(Work request):
When a line of the material has the word "shirt" in it, copy that line.

(Data extract):
☆ ☆ ☆ ☆

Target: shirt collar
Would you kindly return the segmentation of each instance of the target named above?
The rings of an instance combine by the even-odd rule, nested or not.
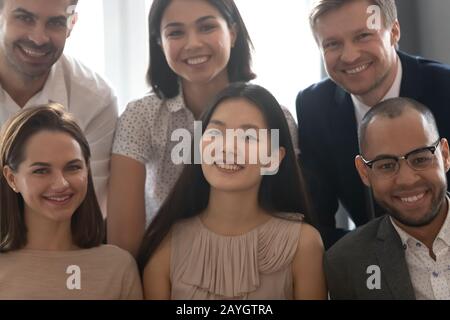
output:
[[[444,241],[444,243],[447,246],[450,246],[450,200],[449,200],[448,196],[445,197],[445,201],[447,201],[447,207],[448,207],[447,217],[445,218],[444,224],[442,225],[441,230],[439,231],[435,241],[437,239],[440,239],[440,240]],[[403,246],[407,245],[408,241],[414,241],[414,243],[418,242],[417,239],[415,239],[413,236],[409,235],[402,228],[397,226],[397,224],[395,224],[392,217],[389,217],[389,219],[391,220],[392,225],[394,226],[395,230],[397,231],[398,235],[400,236]]]
[[[383,97],[383,99],[380,100],[380,102],[391,98],[398,98],[400,96],[402,77],[403,77],[403,67],[400,58],[397,56],[397,74],[395,76],[394,83],[392,84],[391,88],[388,90],[386,95]],[[370,107],[368,105],[364,104],[353,94],[351,95],[351,97],[353,104],[356,108],[369,111]]]

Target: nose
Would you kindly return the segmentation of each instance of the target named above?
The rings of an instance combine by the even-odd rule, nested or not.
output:
[[[52,190],[55,192],[62,192],[69,187],[69,181],[62,172],[55,173],[54,179],[52,181]]]
[[[341,61],[352,64],[360,57],[359,49],[352,43],[345,43],[342,49]]]
[[[196,49],[201,46],[200,36],[195,31],[187,33],[186,49]]]
[[[36,24],[28,35],[28,39],[33,41],[36,46],[42,46],[50,41],[46,26],[43,24]]]
[[[237,154],[238,149],[238,141],[237,137],[234,134],[234,130],[228,129],[226,131],[226,135],[224,136],[224,148],[223,148],[223,157],[224,162],[227,164],[235,163],[235,156]]]
[[[398,185],[410,186],[420,179],[417,171],[412,169],[405,159],[400,160],[398,165],[398,172],[395,176],[395,182]]]

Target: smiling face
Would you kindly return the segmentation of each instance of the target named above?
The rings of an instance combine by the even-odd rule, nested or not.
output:
[[[241,134],[238,134],[239,131]],[[230,133],[236,133],[236,136],[232,137]],[[216,139],[221,143],[214,147]],[[273,162],[262,164],[262,157],[271,155],[271,159],[276,158],[278,165],[279,159],[283,159],[285,154],[283,147],[270,150],[270,141],[270,130],[267,130],[266,121],[258,107],[243,98],[221,102],[201,141],[203,159],[209,155],[215,159],[202,163],[203,174],[211,188],[258,191],[263,177],[262,169],[274,166]]]
[[[161,46],[183,82],[228,82],[236,39],[220,12],[205,0],[172,0],[161,20]]]
[[[0,11],[0,67],[25,78],[47,76],[69,36],[70,0],[5,0]]]
[[[366,131],[364,158],[403,156],[409,152],[433,145],[438,139],[435,130],[415,110],[389,119],[376,116]],[[377,202],[398,222],[409,227],[432,223],[440,213],[445,214],[445,173],[450,168],[448,143],[442,139],[435,159],[427,169],[416,171],[404,160],[392,177],[375,176],[360,158],[356,165],[363,182],[372,187]]]
[[[27,221],[70,223],[87,192],[88,168],[82,150],[63,132],[40,131],[31,136],[17,172],[5,167],[4,175],[23,197]]]
[[[346,91],[381,99],[397,73],[400,26],[369,29],[370,1],[351,1],[317,19],[314,28],[330,78]]]

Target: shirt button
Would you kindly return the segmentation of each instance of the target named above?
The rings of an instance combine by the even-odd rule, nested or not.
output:
[[[437,278],[439,277],[439,273],[437,273],[436,271],[433,272],[433,277]]]
[[[408,246],[405,243],[405,244],[403,244],[403,250],[406,250],[406,249],[408,249]]]
[[[419,242],[417,242],[417,243],[416,243],[416,247],[417,247],[417,248],[420,248],[420,247],[422,247],[422,245],[421,245]]]

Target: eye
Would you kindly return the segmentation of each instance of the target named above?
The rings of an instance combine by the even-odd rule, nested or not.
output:
[[[166,38],[173,39],[173,38],[180,38],[181,36],[183,36],[183,34],[184,34],[183,30],[173,29],[167,31],[165,36]]]
[[[54,19],[47,22],[47,26],[55,29],[62,29],[67,27],[67,19]]]
[[[48,168],[38,168],[33,170],[33,174],[43,175],[49,172]]]
[[[27,24],[34,22],[33,17],[26,14],[17,15],[16,19]]]
[[[219,129],[207,129],[204,133],[205,137],[218,137],[222,135],[222,131]]]
[[[78,164],[71,164],[71,165],[69,165],[67,167],[68,171],[79,171],[81,169],[83,169],[83,167],[81,165],[78,165]]]
[[[326,42],[323,45],[323,49],[324,50],[332,50],[332,49],[336,49],[339,46],[339,42],[337,41],[330,41],[330,42]]]
[[[216,26],[213,24],[210,24],[210,23],[201,25],[199,27],[201,32],[210,32],[210,31],[214,30],[215,28],[216,28]]]
[[[396,165],[397,162],[393,160],[380,160],[374,163],[374,168],[380,171],[392,171],[395,170]]]
[[[363,32],[356,37],[356,40],[358,40],[358,41],[365,40],[365,39],[369,38],[371,35],[372,35],[371,33]]]

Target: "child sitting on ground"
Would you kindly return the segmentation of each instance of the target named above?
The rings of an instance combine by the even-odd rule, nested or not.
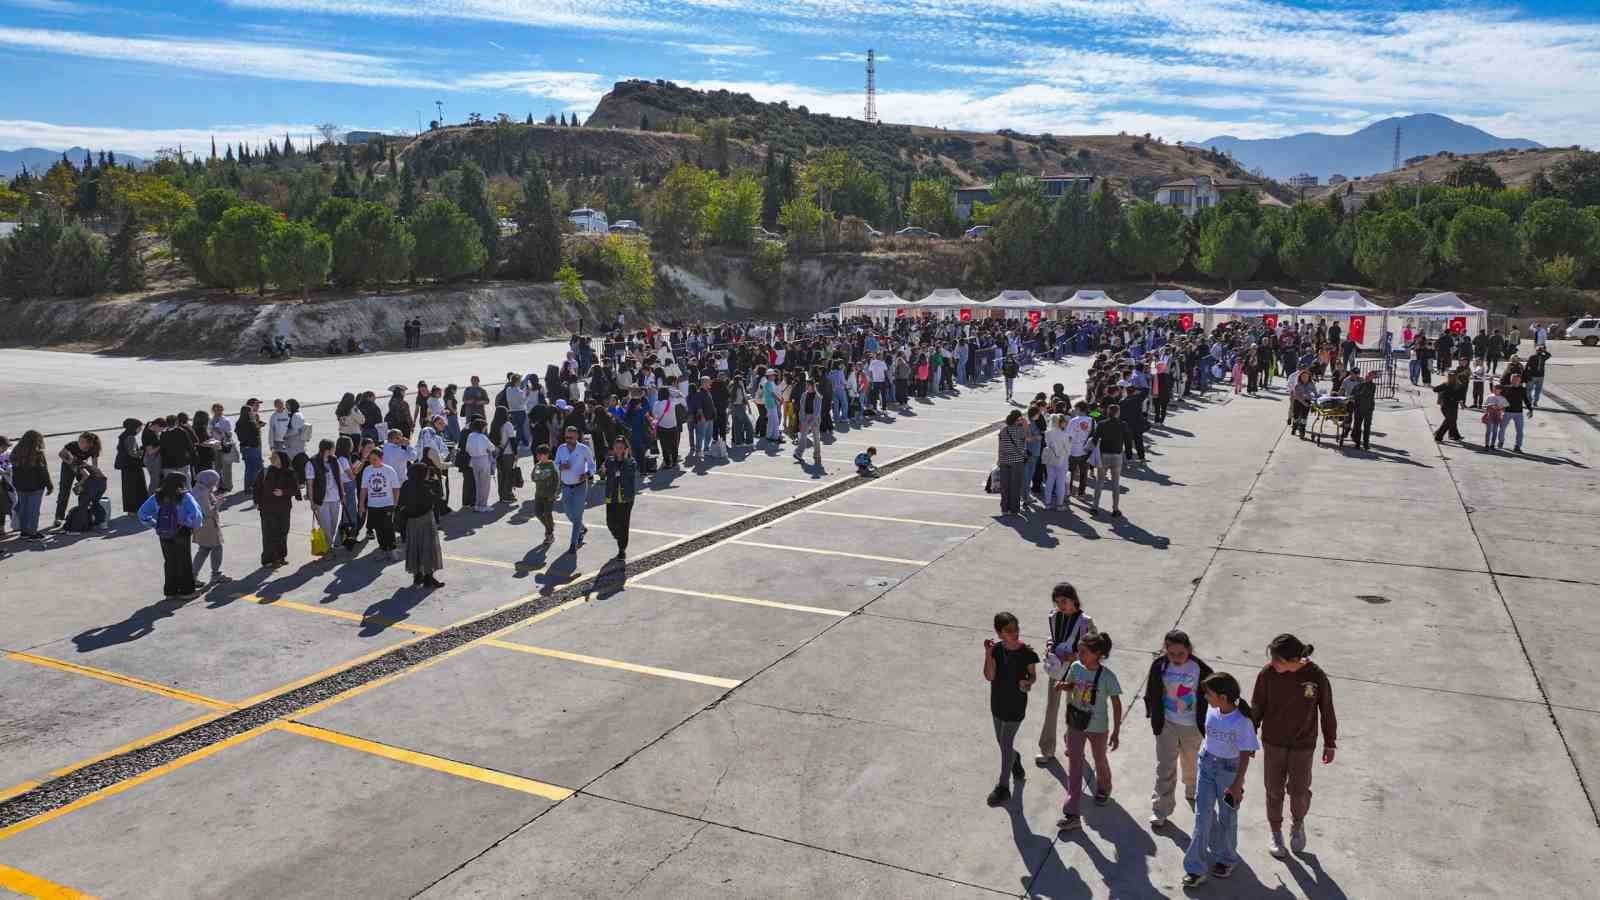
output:
[[[877,477],[878,467],[872,464],[872,458],[878,455],[877,447],[868,447],[856,454],[856,474],[863,478]]]

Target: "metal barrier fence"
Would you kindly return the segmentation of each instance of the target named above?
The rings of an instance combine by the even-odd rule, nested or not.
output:
[[[1362,356],[1356,358],[1356,371],[1362,377],[1368,372],[1377,372],[1378,400],[1393,400],[1399,396],[1399,383],[1396,380],[1398,370],[1395,356]]]

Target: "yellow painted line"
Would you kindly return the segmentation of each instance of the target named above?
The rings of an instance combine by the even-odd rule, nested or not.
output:
[[[810,482],[807,482],[807,483],[810,483]],[[674,493],[672,493],[670,491],[661,491],[661,492],[651,491],[650,492],[650,499],[651,500],[679,500],[679,501],[682,501],[684,503],[710,503],[710,504],[713,504],[715,506],[742,506],[745,509],[766,509],[765,506],[762,506],[759,503],[739,503],[738,501],[735,501],[735,500],[711,500],[711,499],[708,499],[706,497],[683,497],[683,496],[680,496],[678,494],[674,494]],[[784,501],[784,502],[788,502],[788,501]],[[775,506],[776,504],[769,504],[769,505]]]
[[[782,603],[777,600],[758,600],[755,597],[736,597],[732,594],[713,594],[707,591],[691,591],[687,588],[661,587],[654,584],[643,584],[638,581],[629,581],[623,584],[624,590],[655,591],[661,594],[682,594],[685,597],[705,597],[708,600],[726,600],[729,603],[744,603],[750,606],[766,606],[772,609],[787,609],[793,612],[816,613],[819,616],[838,616],[843,618],[850,615],[849,610],[828,609],[824,606],[802,606],[798,603]]]
[[[254,706],[254,705],[256,705],[257,703],[260,703],[263,700],[271,700],[273,697],[278,697],[278,696],[281,696],[283,694],[287,694],[290,691],[299,690],[300,688],[303,688],[308,684],[311,684],[311,683],[316,682],[316,681],[321,681],[322,679],[327,678],[329,675],[333,675],[333,674],[338,673],[338,672],[343,672],[346,669],[353,669],[356,666],[361,665],[362,663],[371,662],[372,660],[377,659],[378,657],[384,655],[385,653],[388,653],[391,650],[395,650],[395,649],[398,649],[400,647],[404,647],[407,644],[414,644],[417,641],[422,640],[425,636],[426,635],[420,635],[419,634],[414,638],[410,638],[410,639],[407,639],[407,640],[404,640],[404,641],[399,641],[399,642],[396,642],[396,643],[393,643],[393,644],[386,644],[386,645],[384,645],[382,647],[378,647],[376,649],[369,650],[366,653],[363,653],[360,656],[356,657],[355,659],[347,660],[347,661],[342,662],[342,663],[337,663],[335,665],[331,665],[331,666],[327,667],[326,669],[323,669],[320,672],[312,672],[310,675],[306,675],[306,676],[303,676],[301,678],[296,678],[294,681],[291,681],[288,684],[279,685],[278,687],[272,688],[271,690],[262,691],[261,693],[256,694],[253,697],[248,697],[248,698],[246,698],[244,700],[240,700],[239,701],[239,706],[241,706],[241,707]]]
[[[556,520],[556,527],[557,528],[570,529],[572,527],[572,523],[568,522],[566,519],[557,519]],[[674,538],[674,539],[680,540],[680,541],[681,540],[685,540],[685,539],[687,539],[689,537],[692,537],[692,535],[679,534],[676,531],[651,531],[648,528],[629,528],[628,529],[628,533],[629,534],[648,534],[651,537]]]
[[[935,442],[935,443],[937,443],[937,442]],[[826,450],[829,447],[832,447],[834,444],[846,444],[846,445],[849,445],[849,446],[852,446],[852,447],[888,447],[890,450],[926,450],[926,449],[928,449],[928,445],[927,444],[885,444],[882,441],[857,441],[857,440],[851,440],[850,438],[834,438],[832,443],[823,444],[822,445],[822,449]],[[790,450],[789,452],[793,453],[794,451]]]
[[[739,686],[736,678],[718,678],[714,675],[697,675],[693,672],[679,672],[676,669],[662,669],[656,666],[644,666],[638,663],[624,662],[620,659],[606,659],[600,656],[586,656],[582,653],[568,653],[565,650],[551,650],[548,647],[534,647],[528,644],[518,644],[514,641],[486,640],[490,647],[499,647],[502,650],[516,650],[520,653],[532,653],[535,656],[548,656],[551,659],[564,659],[567,662],[583,663],[587,666],[600,666],[606,669],[617,669],[622,672],[634,672],[639,675],[654,675],[658,678],[672,678],[678,681],[692,681],[695,684],[706,684],[711,687],[733,689]]]
[[[789,455],[793,456],[794,454],[790,453]],[[721,469],[710,469],[707,474],[716,475],[719,478],[755,478],[761,481],[789,481],[795,484],[817,484],[823,480],[821,478],[787,478],[783,475],[757,475],[753,472],[724,472]]]
[[[820,547],[795,547],[791,544],[765,544],[760,541],[728,541],[741,547],[761,547],[766,550],[792,550],[795,553],[815,553],[818,556],[846,556],[851,559],[870,559],[873,562],[899,563],[905,566],[931,566],[932,562],[926,559],[901,559],[898,556],[873,556],[867,553],[851,553],[848,550],[823,550]]]
[[[434,634],[439,629],[427,625],[413,625],[410,622],[400,622],[395,619],[386,619],[382,616],[368,616],[349,610],[334,609],[331,606],[316,606],[310,603],[298,603],[294,600],[270,600],[258,597],[255,594],[246,594],[240,597],[259,606],[276,606],[280,609],[292,609],[295,612],[311,613],[312,615],[327,616],[330,619],[342,619],[346,622],[355,622],[361,625],[380,625],[384,628],[398,628],[401,631],[410,631],[416,634]]]
[[[419,753],[415,750],[404,750],[388,744],[379,744],[375,741],[363,740],[362,738],[352,737],[348,734],[341,734],[337,731],[329,731],[326,728],[302,725],[299,722],[280,722],[278,724],[278,730],[287,731],[290,734],[298,734],[304,737],[314,738],[319,741],[325,741],[329,744],[334,744],[335,746],[339,747],[346,747],[351,750],[359,750],[362,753],[370,753],[373,756],[381,756],[384,759],[392,759],[395,762],[406,763],[407,765],[418,766],[424,769],[432,769],[435,772],[443,772],[446,775],[454,775],[458,778],[469,778],[473,781],[481,781],[484,784],[492,784],[498,787],[509,788],[513,791],[521,791],[524,794],[533,794],[536,797],[543,797],[546,800],[561,801],[571,797],[573,794],[573,791],[567,788],[557,787],[553,784],[545,784],[542,781],[534,781],[531,778],[523,778],[519,775],[509,775],[505,772],[496,772],[493,769],[485,769],[481,766],[456,762],[455,760],[445,759],[440,756]]]
[[[236,734],[233,737],[225,738],[223,740],[220,740],[220,741],[216,742],[215,744],[209,744],[207,746],[201,747],[199,750],[196,750],[193,753],[189,753],[189,754],[186,754],[184,756],[180,756],[177,759],[173,760],[172,762],[164,763],[162,765],[156,766],[154,769],[149,769],[149,770],[146,770],[144,772],[140,772],[138,775],[135,775],[132,778],[129,778],[127,781],[119,781],[116,784],[109,785],[107,787],[103,787],[100,790],[95,791],[92,794],[86,794],[86,795],[84,795],[82,797],[79,797],[78,799],[72,801],[71,803],[66,804],[65,806],[58,806],[55,809],[50,810],[49,812],[40,813],[39,815],[34,816],[31,819],[24,819],[21,822],[16,823],[15,825],[11,825],[11,826],[8,826],[6,828],[0,828],[0,841],[3,841],[3,840],[5,840],[7,838],[10,838],[10,837],[15,837],[15,836],[21,834],[22,832],[27,831],[30,828],[36,828],[36,827],[38,827],[40,825],[43,825],[46,822],[50,822],[50,821],[53,821],[55,819],[59,819],[62,816],[67,815],[68,813],[77,812],[78,810],[83,809],[85,806],[91,806],[91,805],[93,805],[95,803],[99,803],[101,800],[104,800],[107,797],[115,797],[116,795],[122,793],[123,791],[133,790],[134,788],[138,787],[141,784],[144,784],[147,781],[154,781],[155,779],[160,778],[161,776],[166,775],[166,774],[168,774],[170,772],[175,772],[178,769],[181,769],[184,766],[189,765],[190,763],[199,762],[200,760],[205,759],[208,756],[212,756],[214,754],[221,753],[222,751],[228,749],[229,747],[237,746],[239,744],[244,743],[245,741],[250,740],[253,737],[257,737],[257,736],[261,735],[262,733],[264,733],[270,727],[272,727],[272,726],[270,726],[270,725],[259,725],[259,726],[255,727],[255,728],[250,729],[249,731],[240,732],[239,734]]]
[[[874,522],[899,522],[904,525],[932,525],[936,528],[960,528],[964,531],[978,531],[987,527],[983,525],[965,525],[961,522],[933,522],[927,519],[903,519],[899,516],[874,516],[867,513],[833,512],[826,509],[807,509],[806,515],[810,516],[837,516],[841,519],[870,519]]]
[[[881,484],[862,485],[864,491],[893,491],[896,494],[924,494],[930,497],[966,497],[970,500],[995,500],[996,494],[963,494],[958,491],[923,491],[915,488],[888,487]]]
[[[54,881],[46,881],[37,875],[30,875],[10,866],[0,866],[0,888],[16,891],[24,897],[37,897],[39,900],[77,900],[89,896],[82,891],[75,891]]]
[[[153,681],[145,681],[143,678],[135,678],[131,675],[119,675],[116,672],[108,672],[105,669],[96,669],[93,666],[84,666],[79,665],[78,663],[66,662],[64,660],[51,659],[48,656],[34,656],[32,653],[22,653],[19,651],[7,653],[6,659],[14,659],[17,662],[33,663],[36,666],[44,666],[48,669],[57,669],[62,672],[71,672],[74,675],[83,675],[88,678],[96,678],[100,681],[109,682],[111,684],[120,684],[123,687],[147,691],[152,694],[160,694],[161,696],[170,698],[172,700],[182,700],[185,703],[193,703],[198,706],[205,706],[211,709],[231,710],[238,708],[232,703],[228,703],[223,700],[205,697],[200,694],[190,693],[189,691],[179,690],[178,688],[167,687],[164,684],[156,684]]]
[[[527,597],[522,597],[522,598],[520,598],[518,600],[514,600],[511,603],[506,604],[506,606],[504,608],[505,609],[509,609],[512,606],[517,605],[518,603],[526,602],[528,600],[533,599],[533,597],[536,597],[536,596],[538,596],[538,595],[534,594],[534,595],[529,595]],[[420,672],[423,669],[426,669],[426,668],[428,668],[430,666],[438,665],[439,663],[444,662],[445,660],[449,659],[450,657],[455,656],[455,655],[457,655],[459,653],[463,653],[463,652],[467,651],[468,649],[470,649],[471,647],[473,647],[473,646],[475,646],[477,644],[480,644],[480,643],[482,643],[484,641],[492,640],[494,638],[498,638],[498,637],[500,637],[501,635],[504,635],[504,634],[510,634],[511,632],[516,631],[518,628],[523,628],[523,627],[526,627],[528,625],[532,625],[532,624],[534,624],[536,622],[542,622],[545,619],[550,618],[551,616],[554,616],[554,615],[556,615],[558,613],[561,613],[561,612],[565,612],[566,610],[569,610],[569,609],[571,609],[571,608],[573,608],[575,606],[582,606],[583,604],[585,604],[587,602],[589,602],[589,598],[587,596],[584,596],[584,597],[579,597],[576,600],[568,600],[567,602],[562,603],[562,604],[560,604],[558,606],[552,606],[549,609],[545,610],[544,612],[541,612],[541,613],[539,613],[537,615],[534,615],[534,616],[530,616],[529,618],[524,619],[521,622],[517,622],[517,623],[512,624],[512,625],[507,625],[506,627],[504,627],[504,628],[502,628],[502,629],[500,629],[498,631],[490,632],[489,634],[484,635],[483,637],[477,639],[476,641],[468,641],[467,643],[462,644],[459,647],[452,647],[451,649],[446,650],[445,652],[439,654],[438,656],[429,657],[428,659],[425,659],[422,662],[417,663],[414,666],[411,666],[410,668],[401,669],[398,672],[394,672],[394,673],[391,673],[389,675],[385,675],[382,678],[375,678],[375,679],[373,679],[371,681],[366,682],[365,684],[358,684],[355,687],[350,688],[349,690],[341,691],[340,693],[334,694],[332,697],[328,697],[328,698],[326,698],[324,700],[319,700],[316,703],[313,703],[310,706],[307,706],[306,708],[294,713],[294,715],[290,716],[289,718],[291,720],[298,720],[298,719],[304,718],[306,716],[309,716],[312,713],[321,712],[322,710],[327,709],[328,707],[333,706],[336,703],[343,703],[344,701],[349,700],[352,697],[359,697],[362,694],[365,694],[367,691],[373,690],[374,688],[382,687],[383,685],[389,684],[390,682],[398,681],[399,679],[401,679],[401,678],[403,678],[403,677],[405,677],[407,675],[411,675],[411,674],[414,674],[416,672]],[[497,611],[498,610],[495,610],[495,612],[497,612]],[[486,613],[485,615],[490,615],[490,614],[492,614],[492,612],[491,613]],[[458,623],[458,624],[464,624],[464,623]],[[455,626],[452,625],[450,627],[454,628]],[[390,649],[393,649],[393,648],[386,647],[382,651],[379,651],[379,652],[380,653],[386,653]],[[374,655],[376,655],[376,654],[374,654]]]
[[[478,566],[494,566],[497,569],[511,569],[512,571],[523,568],[531,568],[519,566],[516,563],[503,562],[498,559],[484,559],[481,556],[457,556],[453,553],[446,553],[444,554],[444,558],[454,562],[472,563],[473,565]],[[542,569],[543,567],[541,566],[540,568]]]
[[[42,782],[42,781],[24,781],[21,784],[13,784],[11,787],[8,787],[5,790],[0,791],[0,802],[4,802],[6,800],[10,800],[12,797],[17,796],[18,794],[26,794],[28,791],[33,790],[34,788],[38,787],[41,784],[44,784],[44,782]]]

☆ ☆ ☆ ☆

(Response below):
Target: shirt collar
Target: shirt button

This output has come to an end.